Misty and Michael Bass, owners of Bent Tin Baked Goods in Thamesville, pictured with Myriam Armstrong, left, from PAWR. The Bass’s initiative led to 164 cat adoptions in August and a $13,860 donation from their business to PAWR.Photo submitted to The Ridgetown Independent News

A new Thamesville bakery cooked up an idea leading to over 100 kittens and cats being adopted in August.

And on top of that, owners of Bent Tin Baked Goods donated $13,860 to the Chatham-Kent Pet and Wildlife Rescue.

Misty and Mike Bass, who share a deep love for animals, came up with the idea to sponsor an adoption initiative for August through their Bent Tin Baked Goods.

Citizens could adopt a kitten or cat for $50, as the Bass family covered the rest of the $160 adoption fee. This led to 126 kittens and cats getting adopted during the month – and the Bass family happily paid the remaining $110 fee per cat for a total donation of $13,860.

The Bass’ daughter Ava, 11, also contributed financially by donating over $200 she made in a lemonade stand in front of the family bakery earlier this summer.

“We thought this was just a fantastic idea,” said Myriam Armstrong, PAWR Director. “When I told them how many cats were adopted, they were blown away and happy to follow up on their promise.”

“We are immensely grateful for their aid. Their commitment to the welfare of animals is truly remarkable,” Armstrong said of the Basses.

The Bass family moved to the Thamesville area two years ago and opened their Bent Tin Baked Goods at 87 London St. last November.

One of the first things the family did when they arrived from Alberta – even before looking for a site for their business – was looking into local cat shelters where they could volunteer their time, as they did in Red Deer. This led the family to the PAWR animal shelter in Chatham, where they performed a number of voluntary duties.

The Basses were so shocked at the number of cats that come into PAWR regularly that they began fostering felines at their rural Thamesville home to ease the burden on the shelter.

The Basses built 15 catios, enclosed patios where cats can live and move about freely.

They have fostered as many as 60 cats at a time.

When both the shelter and their own catios were maxed out, the Basses came up with the idea for the August adoption campaign.

“Just knowing there was no more space at the shelter and knowing we couldn’t take in anymore is ultimately why we decided to sponsor adoptions,” Misty said. “We thought more people could possibly afford to adopt and give cats a good home, and we would kick in the remainder of the fee.”

“We’re so appreciative and thankful that so many people came in and adopted the cats and kittens,” exclaimed Misty. “That was really amazing.” 

Along with giving so many cats a loving home, the Basses’ adoption campaign also helped lighten the burden on the shelter, allowing staff to focus on their mission of rescuing and caring for more needy animals.

“This partnership not only resulted in many adoptions but also raised awareness about the importance of adopting shelter animals,” Armstrong said.

Armstrong said the shelter handles about 3,000 cats a year, as the expense of housing as many as 300 at a time, along with the cost of vet care, has skyrocketed.

“Trying to keep up with the demand and vetting has gotten so expensive that lowering the adoption fee is not an option,” she said.

The Basses were educators in Red Deer, and when the pandemic hit, they opened a bakery in a section of a flower shop owned by Misty’s mother.

“We did it farmer market style, and it took off very well,” Misty said.

The family decided to move to southwestern Ontario two years ago, as Mike was born and raised in Petrolia.

§ **Extracted material**:

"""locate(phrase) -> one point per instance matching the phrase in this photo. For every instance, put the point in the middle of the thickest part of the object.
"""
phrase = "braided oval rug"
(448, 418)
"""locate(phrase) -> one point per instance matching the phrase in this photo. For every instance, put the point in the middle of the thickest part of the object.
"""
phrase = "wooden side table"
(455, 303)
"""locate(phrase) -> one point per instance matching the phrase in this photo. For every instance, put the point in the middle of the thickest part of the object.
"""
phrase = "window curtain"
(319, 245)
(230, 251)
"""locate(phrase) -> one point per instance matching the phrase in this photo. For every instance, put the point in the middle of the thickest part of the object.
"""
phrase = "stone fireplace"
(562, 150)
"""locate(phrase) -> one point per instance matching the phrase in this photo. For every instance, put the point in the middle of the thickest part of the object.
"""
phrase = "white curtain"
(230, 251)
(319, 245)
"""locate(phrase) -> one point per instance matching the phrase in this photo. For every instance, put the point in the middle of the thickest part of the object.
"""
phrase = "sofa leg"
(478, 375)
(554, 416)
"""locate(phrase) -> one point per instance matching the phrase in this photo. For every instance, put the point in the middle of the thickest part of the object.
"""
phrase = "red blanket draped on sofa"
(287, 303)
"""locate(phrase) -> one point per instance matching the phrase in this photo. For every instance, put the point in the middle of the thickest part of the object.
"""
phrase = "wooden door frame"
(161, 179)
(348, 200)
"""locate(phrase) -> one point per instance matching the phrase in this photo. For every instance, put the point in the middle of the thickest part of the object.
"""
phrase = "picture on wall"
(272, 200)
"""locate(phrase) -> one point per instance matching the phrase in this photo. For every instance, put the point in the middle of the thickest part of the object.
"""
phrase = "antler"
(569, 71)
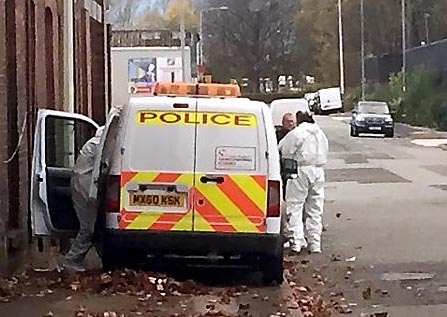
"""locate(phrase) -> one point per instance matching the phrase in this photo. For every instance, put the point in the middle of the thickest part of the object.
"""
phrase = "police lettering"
(202, 118)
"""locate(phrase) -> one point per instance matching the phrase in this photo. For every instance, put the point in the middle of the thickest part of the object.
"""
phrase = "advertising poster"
(169, 69)
(142, 74)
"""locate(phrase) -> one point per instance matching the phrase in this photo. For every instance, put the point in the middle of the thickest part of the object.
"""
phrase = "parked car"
(372, 117)
(328, 101)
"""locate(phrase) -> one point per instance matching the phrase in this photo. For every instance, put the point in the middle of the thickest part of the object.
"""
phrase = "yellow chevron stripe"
(250, 187)
(226, 207)
(144, 221)
(184, 224)
(145, 177)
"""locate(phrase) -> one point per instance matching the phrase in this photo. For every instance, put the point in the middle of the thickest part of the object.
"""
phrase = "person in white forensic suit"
(308, 146)
(86, 208)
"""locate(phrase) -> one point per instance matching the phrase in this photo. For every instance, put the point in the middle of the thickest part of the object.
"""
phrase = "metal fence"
(432, 57)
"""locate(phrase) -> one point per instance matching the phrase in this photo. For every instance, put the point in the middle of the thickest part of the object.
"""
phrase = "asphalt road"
(386, 213)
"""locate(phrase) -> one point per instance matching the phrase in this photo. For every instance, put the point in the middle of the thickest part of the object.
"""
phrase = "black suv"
(372, 117)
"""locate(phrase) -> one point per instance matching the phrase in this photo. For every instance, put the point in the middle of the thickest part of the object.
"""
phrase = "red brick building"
(35, 59)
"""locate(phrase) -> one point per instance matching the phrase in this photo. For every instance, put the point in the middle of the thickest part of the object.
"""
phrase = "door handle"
(212, 179)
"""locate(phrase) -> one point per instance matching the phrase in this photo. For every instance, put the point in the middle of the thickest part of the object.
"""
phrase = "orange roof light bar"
(189, 89)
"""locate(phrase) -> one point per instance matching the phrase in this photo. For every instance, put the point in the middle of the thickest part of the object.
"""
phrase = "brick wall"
(3, 128)
(32, 77)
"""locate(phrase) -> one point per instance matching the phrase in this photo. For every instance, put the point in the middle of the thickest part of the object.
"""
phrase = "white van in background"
(282, 106)
(329, 100)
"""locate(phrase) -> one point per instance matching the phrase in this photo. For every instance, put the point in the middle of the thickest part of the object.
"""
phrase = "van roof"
(202, 90)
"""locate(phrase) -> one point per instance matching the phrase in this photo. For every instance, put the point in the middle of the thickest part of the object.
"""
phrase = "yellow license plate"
(142, 200)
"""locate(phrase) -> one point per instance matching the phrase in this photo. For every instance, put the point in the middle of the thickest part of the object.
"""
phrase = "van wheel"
(272, 269)
(390, 134)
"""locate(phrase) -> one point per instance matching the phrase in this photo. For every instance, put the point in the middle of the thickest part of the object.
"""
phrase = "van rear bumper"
(193, 243)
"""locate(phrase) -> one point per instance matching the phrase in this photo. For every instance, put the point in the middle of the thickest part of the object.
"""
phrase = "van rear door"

§ **Exercise aim**: Copy the passage of the Thamesville bakery article from "The Basses were so" to "on the shelter.", replacing "felines" with "cats".

§ **The completed task**:
The Basses were so shocked at the number of cats that come into PAWR regularly that they began fostering cats at their rural Thamesville home to ease the burden on the shelter.